# Looks like Pheasants in the rain this weekend.



## Rick Acker (Sep 26, 2002)

I'm not a big fan of hunting roosters in the rain, but that's what we are looking at for the weekend according to the latest forcasts...maybe even a lil snow in some areas...Get out the rain gear and bring your gun oil!


----------



## honkerslayr (Dec 14, 2006)

Yeah gun oil for sure!! All I can say is I've been waiting for awhile and am more excited than ever. I don't care what the conditions, I'm going to hit the field. I looked at the forcast and looks like it will be a tad chilly and rainy to as you said. But good luck everyone!! :beer:


----------



## BrdHunter (May 17, 2005)

bring it on, more rain = less hunters


----------



## Maverick (Mar 4, 2002)

Same opener as last year!


----------



## Sparky477 (May 4, 2004)

Rain, snow, thunderstorm, tornado.......I don't care, I'll be out chasing roosters. 8)


----------



## JBB (Feb 9, 2005)

Rain? Just watching WDAZ weather this morning. Now they are talking winter storm watch in the SW corner. 5-10 inches of snow. Guess I have to take my snowshoes with this weekend. Weather is just a hinderance not a stopper.


----------



## omegax (Oct 25, 2006)

> _ENTRIES_:
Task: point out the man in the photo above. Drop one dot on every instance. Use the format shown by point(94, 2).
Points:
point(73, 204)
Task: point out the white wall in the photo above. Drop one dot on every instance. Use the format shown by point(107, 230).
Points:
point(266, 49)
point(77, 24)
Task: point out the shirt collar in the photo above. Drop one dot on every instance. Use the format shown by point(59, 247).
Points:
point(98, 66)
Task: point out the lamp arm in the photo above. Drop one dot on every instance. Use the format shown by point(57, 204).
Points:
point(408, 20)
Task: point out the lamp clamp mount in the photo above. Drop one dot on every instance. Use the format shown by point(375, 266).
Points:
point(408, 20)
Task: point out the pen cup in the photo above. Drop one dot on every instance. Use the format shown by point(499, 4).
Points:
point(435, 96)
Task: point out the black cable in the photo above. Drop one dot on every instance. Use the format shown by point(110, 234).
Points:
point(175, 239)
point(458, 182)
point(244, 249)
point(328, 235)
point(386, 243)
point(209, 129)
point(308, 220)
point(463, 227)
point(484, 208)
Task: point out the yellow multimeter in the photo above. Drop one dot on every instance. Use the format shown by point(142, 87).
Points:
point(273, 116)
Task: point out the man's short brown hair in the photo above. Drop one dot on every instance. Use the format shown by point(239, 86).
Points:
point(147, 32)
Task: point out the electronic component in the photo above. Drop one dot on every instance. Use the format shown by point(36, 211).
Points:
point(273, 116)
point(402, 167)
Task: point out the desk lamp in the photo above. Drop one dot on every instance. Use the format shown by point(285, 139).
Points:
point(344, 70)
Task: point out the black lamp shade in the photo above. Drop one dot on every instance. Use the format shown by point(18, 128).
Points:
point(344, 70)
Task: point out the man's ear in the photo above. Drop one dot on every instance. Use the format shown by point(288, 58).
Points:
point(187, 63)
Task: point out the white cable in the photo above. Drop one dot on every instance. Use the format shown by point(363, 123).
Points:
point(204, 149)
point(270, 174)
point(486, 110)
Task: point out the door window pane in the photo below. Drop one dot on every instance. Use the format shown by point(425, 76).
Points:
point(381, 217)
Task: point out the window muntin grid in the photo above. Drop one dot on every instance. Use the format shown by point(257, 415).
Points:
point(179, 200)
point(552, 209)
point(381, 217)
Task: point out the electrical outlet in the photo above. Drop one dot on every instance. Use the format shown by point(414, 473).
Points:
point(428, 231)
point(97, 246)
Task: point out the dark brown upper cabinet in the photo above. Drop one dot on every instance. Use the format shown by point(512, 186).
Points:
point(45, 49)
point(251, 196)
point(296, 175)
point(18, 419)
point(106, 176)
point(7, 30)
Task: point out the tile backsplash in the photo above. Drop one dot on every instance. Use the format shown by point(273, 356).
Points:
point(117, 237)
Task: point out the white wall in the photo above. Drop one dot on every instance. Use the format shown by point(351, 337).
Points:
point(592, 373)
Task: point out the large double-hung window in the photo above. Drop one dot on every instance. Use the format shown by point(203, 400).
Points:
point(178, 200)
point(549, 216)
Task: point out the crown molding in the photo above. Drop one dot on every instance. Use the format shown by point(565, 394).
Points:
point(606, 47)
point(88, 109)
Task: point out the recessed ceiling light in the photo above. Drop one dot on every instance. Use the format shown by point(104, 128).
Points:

> _WRITTEN TASKS_:
A. Answer these from the pheasant hunting thread:
(i) Which station's weather report did JBB watch that morning?
(ii) According to BrdHunter, what does more rain lead to?
(iii) Along with rain gear, what does Rick Acker tell hunters to bring?
B. Please carry on the pheasant hunting thread from the point where it stops.

> _ANSWER SET_:
A.
(i) WDAZ
(ii) Less hunters
(iii) Gun oil

B.
I'll get to test my new allegedly water-proof brush pants, and I'm glad I replaced my leaky boots. Nothing worse than wet feet! Last year opening weekend stunk too, but the birds are usually pretty dumb. I don't plan on being out really long.


----------



## KEN W (Feb 22, 2002)

Hunting won't be the problem.....getting out there will be the porblem. :eyeroll:


----------



## spoiler92 (Jul 30, 2003)

Atleast it looks like no snow in Pembina!


----------



## Rick Acker (Sep 26, 2002)

Winter Storm watches posted for SW ND! Looks like a mess! I think I would rather have the snow than the rain.


----------



## KEN W (Feb 22, 2002)

Looks like the further west,the more snow.Warmer to the east and lots of rain.


----------



## nd_hunter (Nov 5, 2007)

look on the bright side everybody...this just means that there won't be as many people out there to compete with!!


----------



## tumblebuck (Feb 17, 2004)

nd_hunter said:


> look on the bright side everybody...this just means that there won't be as many people out there to compete with!!


There's going to be plenty of road hunters.


----------



## g/o (Jul 13, 2004)

It's been raining all night like a cow peeing on a flat rock


----------



## KEN W (Feb 22, 2002)

Prairie roads will be impassable.At least we won't be hunting waterfowl and carrying decoys out into a field.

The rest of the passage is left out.